__ENUNCIADO__
Reescreva todas as linhas, pedidos incluídos, começando na linha que contém "the person walking" e terminando no fim dos registros, com as duas pontas incluídas. Nas respostas, escale cada coordenada por 0,45 e arredonde para número inteiro, com as metades para cima.

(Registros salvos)
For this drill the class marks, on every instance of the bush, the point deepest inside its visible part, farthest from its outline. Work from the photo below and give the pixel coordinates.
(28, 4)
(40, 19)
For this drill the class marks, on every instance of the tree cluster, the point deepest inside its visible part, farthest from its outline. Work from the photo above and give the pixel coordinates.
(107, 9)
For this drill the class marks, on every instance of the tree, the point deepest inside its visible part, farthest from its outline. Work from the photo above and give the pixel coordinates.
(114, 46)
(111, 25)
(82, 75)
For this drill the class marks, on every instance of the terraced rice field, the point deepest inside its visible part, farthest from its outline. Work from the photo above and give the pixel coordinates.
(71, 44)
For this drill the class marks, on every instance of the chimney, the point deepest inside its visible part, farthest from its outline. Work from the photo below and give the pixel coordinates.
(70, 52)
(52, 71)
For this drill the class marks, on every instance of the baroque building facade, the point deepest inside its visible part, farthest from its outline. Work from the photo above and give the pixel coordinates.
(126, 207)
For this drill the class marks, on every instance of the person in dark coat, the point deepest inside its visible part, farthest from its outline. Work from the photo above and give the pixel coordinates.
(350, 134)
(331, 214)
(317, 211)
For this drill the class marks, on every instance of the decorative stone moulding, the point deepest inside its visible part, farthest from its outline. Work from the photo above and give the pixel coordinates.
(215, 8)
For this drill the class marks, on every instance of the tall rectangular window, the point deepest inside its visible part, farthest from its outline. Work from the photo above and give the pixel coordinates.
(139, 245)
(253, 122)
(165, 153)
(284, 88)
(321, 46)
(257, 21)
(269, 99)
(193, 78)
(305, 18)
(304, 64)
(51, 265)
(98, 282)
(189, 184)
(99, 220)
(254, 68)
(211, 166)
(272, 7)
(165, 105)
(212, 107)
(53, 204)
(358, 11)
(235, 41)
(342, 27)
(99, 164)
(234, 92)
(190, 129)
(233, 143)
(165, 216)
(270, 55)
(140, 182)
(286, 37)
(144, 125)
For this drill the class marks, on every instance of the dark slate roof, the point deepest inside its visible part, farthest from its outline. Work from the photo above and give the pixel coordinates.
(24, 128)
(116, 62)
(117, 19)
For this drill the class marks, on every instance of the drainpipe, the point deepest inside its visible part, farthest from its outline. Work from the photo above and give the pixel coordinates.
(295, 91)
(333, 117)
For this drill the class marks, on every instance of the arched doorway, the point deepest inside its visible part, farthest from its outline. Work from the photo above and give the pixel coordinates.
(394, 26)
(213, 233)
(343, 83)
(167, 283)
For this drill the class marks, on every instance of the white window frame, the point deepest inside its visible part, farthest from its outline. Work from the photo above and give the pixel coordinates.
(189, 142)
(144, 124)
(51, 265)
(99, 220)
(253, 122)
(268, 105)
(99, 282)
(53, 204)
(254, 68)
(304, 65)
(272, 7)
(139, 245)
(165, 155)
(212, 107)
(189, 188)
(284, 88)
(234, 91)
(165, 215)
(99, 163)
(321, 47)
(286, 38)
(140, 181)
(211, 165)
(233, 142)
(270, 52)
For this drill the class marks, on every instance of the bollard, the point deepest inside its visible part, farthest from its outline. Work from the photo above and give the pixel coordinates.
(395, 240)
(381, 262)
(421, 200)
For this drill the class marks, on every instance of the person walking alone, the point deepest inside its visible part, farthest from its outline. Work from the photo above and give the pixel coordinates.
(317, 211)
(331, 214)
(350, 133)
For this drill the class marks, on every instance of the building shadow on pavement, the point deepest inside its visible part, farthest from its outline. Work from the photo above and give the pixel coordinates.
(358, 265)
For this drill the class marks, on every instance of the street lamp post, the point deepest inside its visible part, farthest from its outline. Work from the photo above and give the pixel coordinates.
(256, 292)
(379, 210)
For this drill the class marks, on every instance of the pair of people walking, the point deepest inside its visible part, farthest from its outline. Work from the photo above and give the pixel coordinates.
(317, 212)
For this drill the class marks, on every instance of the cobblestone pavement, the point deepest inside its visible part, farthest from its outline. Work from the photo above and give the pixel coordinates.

__RESOLUÇÃO__
For this drill the class marks, on every instance of the person walking alone, the point deepest inside its visible part, farthest from its outline. Work from the photo above and give the pixel coordinates.
(143, 95)
(149, 96)
(158, 60)
For this drill the class marks, on every instance of the building shadow on pavement, the point deepest inside its visible part, farthest from its outline. Work from the photo above and give the pixel coordinates.
(161, 119)
For this drill the class marks, on every instance of the street lamp post, the point deepest inside its visible part, farthest from its outline. Work from the photo above and give the pixel coordinates.
(115, 131)
(171, 95)
For this drill the class marks, on every instance of the pair of people walking, the point deepest inside its visible part, farthest from its outline. Work from the photo above and give the pixel coordinates.
(143, 95)
For this drill the class marks, on every instance of the cobblestone pavement, the point deepest inside its visible part, farthest from its outline. Work from the photo above and give the pixel coordinates.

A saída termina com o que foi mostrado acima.